## EXCERPT TO READ
==========

AMD vs Intel? Newer processors? Older processors? Combinations of instructions?
Clarification: Should certain general purpose registers be preferred over others, and which ones are they?
In general, architectural registers are all equal, and renamed onto a large array of physical registers.
(Except partial registers can be slower, especially high-byte AH/BH/CH/DH which are slow to read after writing the full register, on Haswell and later. See How exactly do partial registers on Haswell/Skylake perform? Writing AL seems to have a false dependency on RAX, and AH is inconsistent and also Why doesn't GCC use partial registers? for problems when writing 8-bit and 16-bit registers). The rest of this answer is just going to consider 32/64-bit operand-size.)
But some instruction require specific registers, like legacy variable-count shifts (without BMI2 shrx etc) require the count in CL. Division requires the dividend in EDX:EAX (or RDX:RAX for the slower 64-bit version).
Using a call-preserved register like RBX means your function has to spend extra instructions saving/restoring it.
But of course there are perf differences if you need more instructions. So lets assume all else is equal, and just talk about the uops, latency, and code-size of a single instruction just by changing which register is used for one of its operands. TL:DR: the only perf difference is due to instruction-encoding restrictions / differences. Sometimes a different register will allow / require (or get the assembler to pick) a different encoding, which will often be smaller / larger as a special case, and sometimes even executes differently.
Generally smaller code is faster, and packs better in the uop cache and I-cache, so unless you've analyzed a specific case and found a problem, favour the smaller encoding. Often that means keeping a byte value in AL so you can use those special-case instructions, and avoiding RBP / R13 for pointers.
Special cases where a specific encoding is extra slow, not just size
LEA with RBP or R13 as a base can be slower on Intel if the addressing mode didn't already have a +displacement constant.
e.g. lea eax, [rbp + 12] is encodeable as-written, and is just as fast as lea eax, [rcx + 12].
But lea eax, [rbp + rcx*4] can only be encoded in machine code as lea eax, [rbp + rcx*4 + 0] (because of addressing mode escape-code stuff), which is a 3-component LEA, and thus slower on Intel (3 cycle latency on Sandybridge-family instead of 1 cycle, see https://agner.org/optimize/ instruction tables and microarch PDF). On AMD, having a scaled-index would already make it a slow-LEA even with lea eax, [rdx + rcx*4]
Outside of LEA, using RBP / R13 as the base in any addressing mode always requires a disp8/32 byte or dword, but I don't think the actual AGUs are slower for a 3-component addressing mode. So it's just a code-size effect.

==========

## INFORMATION PROVIDED
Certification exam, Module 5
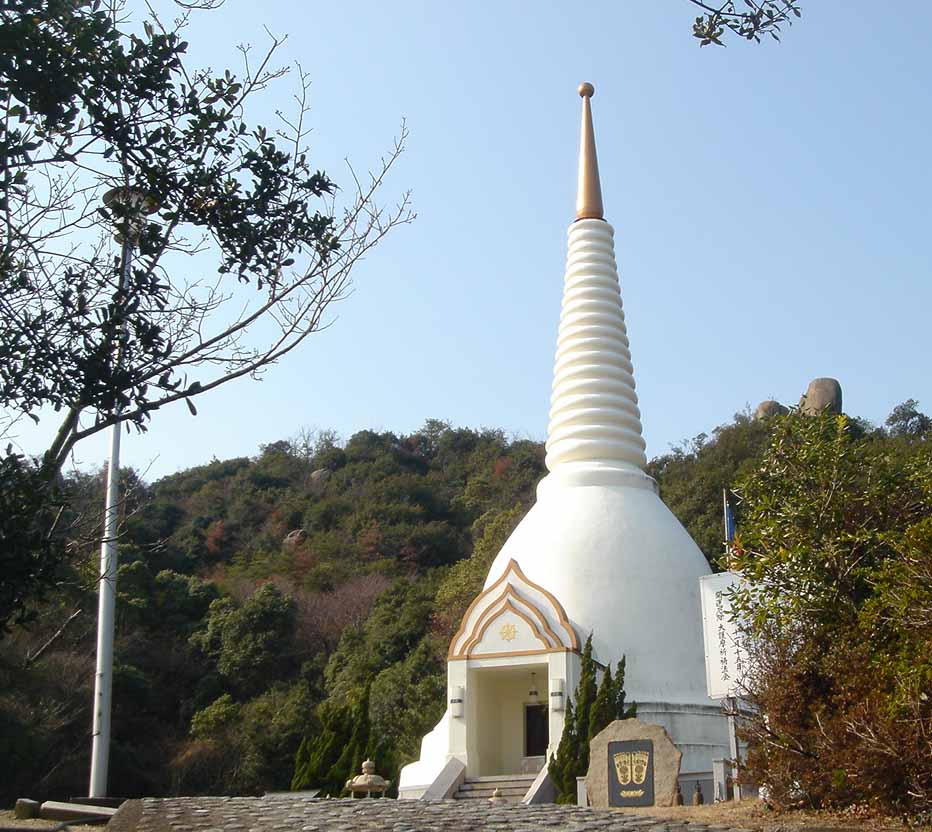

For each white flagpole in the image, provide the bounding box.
[88,235,133,797]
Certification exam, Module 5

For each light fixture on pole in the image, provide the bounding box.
[527,671,540,705]
[88,187,158,797]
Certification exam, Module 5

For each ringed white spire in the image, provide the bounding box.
[547,84,653,486]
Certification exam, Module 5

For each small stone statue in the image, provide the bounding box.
[799,378,841,416]
[754,399,788,421]
[693,780,705,806]
[346,760,390,797]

==========

## TASKS TO CARRY OUT
1. In the text on x86 registers, what latency does a 3-component LEA have on Sandybridge-family CPUs?
2. From the text on x86 registers, extract word for word the passage between "AMD vs Intel?" and "consider 32/64-bit operand-size.)", inclusive.

## RESULTS BY TASK
1. 3 cycles, instead of 1 cycle.

2.
AMD vs Intel? Newer processors? Older processors? Combinations of instructions?
Clarification: Should certain general purpose registers be preferred over others, and which ones are they?
In general, architectural registers are all equal, and renamed onto a large array of physical registers.
(Except partial registers can be slower, especially high-byte AH/BH/CH/DH which are slow to read after writing the full register, on Haswell and later. See How exactly do partial registers on Haswell/Skylake perform? Writing AL seems to have a false dependency on RAX, and AH is inconsistent and also Why doesn't GCC use partial registers? for problems when writing 8-bit and 16-bit registers). The rest of this answer is just going to consider 32/64-bit operand-size.)